#### [WORK INSTRUCTION]
In the study methods excerpt, why were neonates born at less than 28 weeks of gestation not included? Answer in one to three sentences.

#### [SOURCE EXTRACT]
■ ■ ■
The objective of this study was to compare antenatal ultrasound parameters suggestive of IUGR in a cohort of high-risk pregnancies and correlate them with neonatal %BF as a measure of fetal growth restriction.
Materials and Methods
This was a prospective cohort study of 87 pregnancies at risk for IUGR seen at the Medical University of South Carolina between March 2009 and January 2011. Pregnant women were referred after 28 weeks of gestation based on a clinical finding of size less than the dates or a maternal history of a condition known to influence fetal growth such as chronic hypertension, smoking, diabetes, uterine fibroids, autoimmune disease, or renal disease.
Eligibility criteria were a singleton pregnancy without major fetal anomalies or known chromosomal abnormality, gestational age of 28-40 weeks, and reliable gestational dating consisting of a first-trimester crown to rump length or a last menstrual period confirmed (± 10 days) by an ultrasound performed prior to 20 weeks’ gestation. Neonates born at less than 28 weeks of gestation were not included secondary to possible bias because of extreme prematurity and the inability to perform timely testing of the neonatal body composition.
The patients were recruited from a single tertiary care, prenatal diagnosis center. Institutional review board approval was obtained for the study.
■ ■ ■
#### [DATASET]
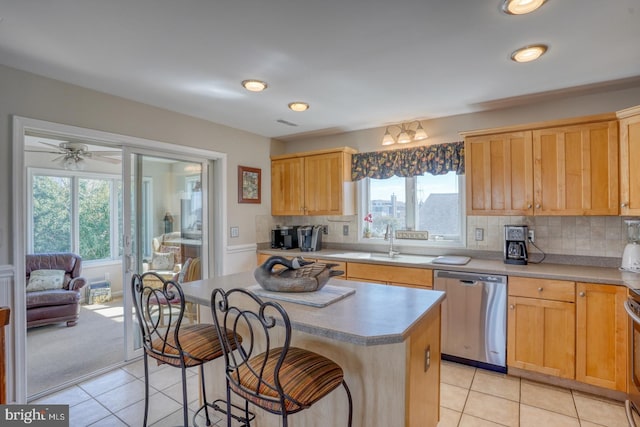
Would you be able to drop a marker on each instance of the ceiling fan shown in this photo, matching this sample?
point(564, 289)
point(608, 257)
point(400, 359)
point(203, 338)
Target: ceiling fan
point(73, 154)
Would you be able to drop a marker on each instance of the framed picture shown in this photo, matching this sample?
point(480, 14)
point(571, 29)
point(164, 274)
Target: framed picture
point(249, 185)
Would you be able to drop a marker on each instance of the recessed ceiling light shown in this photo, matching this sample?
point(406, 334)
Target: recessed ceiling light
point(298, 106)
point(254, 85)
point(529, 53)
point(520, 7)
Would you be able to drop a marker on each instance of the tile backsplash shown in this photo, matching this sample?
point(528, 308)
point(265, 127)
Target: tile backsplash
point(602, 236)
point(599, 236)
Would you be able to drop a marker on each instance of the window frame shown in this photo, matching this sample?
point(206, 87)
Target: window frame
point(363, 201)
point(75, 176)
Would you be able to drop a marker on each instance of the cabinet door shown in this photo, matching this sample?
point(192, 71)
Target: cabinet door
point(323, 184)
point(629, 171)
point(576, 170)
point(541, 336)
point(499, 174)
point(601, 339)
point(287, 186)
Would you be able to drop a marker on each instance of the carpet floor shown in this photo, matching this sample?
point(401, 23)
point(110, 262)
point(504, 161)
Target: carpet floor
point(57, 354)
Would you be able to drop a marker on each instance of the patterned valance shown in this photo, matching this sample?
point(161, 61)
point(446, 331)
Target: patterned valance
point(436, 159)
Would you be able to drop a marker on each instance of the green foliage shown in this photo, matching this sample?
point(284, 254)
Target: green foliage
point(52, 216)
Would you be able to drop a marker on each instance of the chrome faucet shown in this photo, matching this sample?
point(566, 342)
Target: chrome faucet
point(388, 235)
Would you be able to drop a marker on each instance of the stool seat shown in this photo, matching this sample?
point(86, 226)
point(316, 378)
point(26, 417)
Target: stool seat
point(305, 378)
point(279, 379)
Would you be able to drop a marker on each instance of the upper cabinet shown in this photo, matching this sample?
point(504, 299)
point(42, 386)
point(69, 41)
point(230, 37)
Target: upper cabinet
point(629, 172)
point(567, 167)
point(499, 172)
point(575, 169)
point(313, 183)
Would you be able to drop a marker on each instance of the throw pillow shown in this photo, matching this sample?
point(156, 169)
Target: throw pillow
point(44, 280)
point(162, 261)
point(183, 270)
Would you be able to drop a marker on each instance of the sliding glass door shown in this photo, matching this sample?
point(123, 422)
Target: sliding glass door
point(165, 207)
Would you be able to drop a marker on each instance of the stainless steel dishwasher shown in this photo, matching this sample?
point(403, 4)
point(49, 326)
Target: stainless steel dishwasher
point(474, 318)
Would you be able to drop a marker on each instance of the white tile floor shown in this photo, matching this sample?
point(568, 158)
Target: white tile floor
point(469, 397)
point(117, 398)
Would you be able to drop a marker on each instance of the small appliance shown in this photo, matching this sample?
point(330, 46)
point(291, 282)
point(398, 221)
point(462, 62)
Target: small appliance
point(310, 238)
point(631, 253)
point(515, 244)
point(284, 237)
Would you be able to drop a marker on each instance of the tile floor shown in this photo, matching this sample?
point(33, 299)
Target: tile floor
point(469, 397)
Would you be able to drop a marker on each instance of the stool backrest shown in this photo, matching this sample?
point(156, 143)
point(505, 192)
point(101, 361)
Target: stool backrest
point(261, 345)
point(159, 311)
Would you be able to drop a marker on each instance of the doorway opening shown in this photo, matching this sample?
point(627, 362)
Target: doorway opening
point(87, 212)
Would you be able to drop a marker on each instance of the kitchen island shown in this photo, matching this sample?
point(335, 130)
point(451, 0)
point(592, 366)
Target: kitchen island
point(386, 339)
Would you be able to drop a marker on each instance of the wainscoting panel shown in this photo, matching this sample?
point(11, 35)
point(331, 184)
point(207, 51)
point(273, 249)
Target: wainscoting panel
point(240, 258)
point(6, 300)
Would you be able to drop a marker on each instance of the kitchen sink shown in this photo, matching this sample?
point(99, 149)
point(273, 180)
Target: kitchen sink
point(377, 256)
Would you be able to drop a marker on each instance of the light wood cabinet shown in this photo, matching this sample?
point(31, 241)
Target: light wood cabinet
point(564, 167)
point(629, 155)
point(499, 174)
point(287, 186)
point(576, 169)
point(313, 183)
point(569, 330)
point(602, 335)
point(390, 275)
point(541, 331)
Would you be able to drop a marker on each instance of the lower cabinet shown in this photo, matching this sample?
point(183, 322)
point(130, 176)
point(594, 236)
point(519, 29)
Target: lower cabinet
point(541, 331)
point(569, 330)
point(390, 275)
point(601, 335)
■ ■ ■
#### [SOLUTION]
They were not included because of possible bias from extreme prematurity and because neonatal body composition could not be tested in time.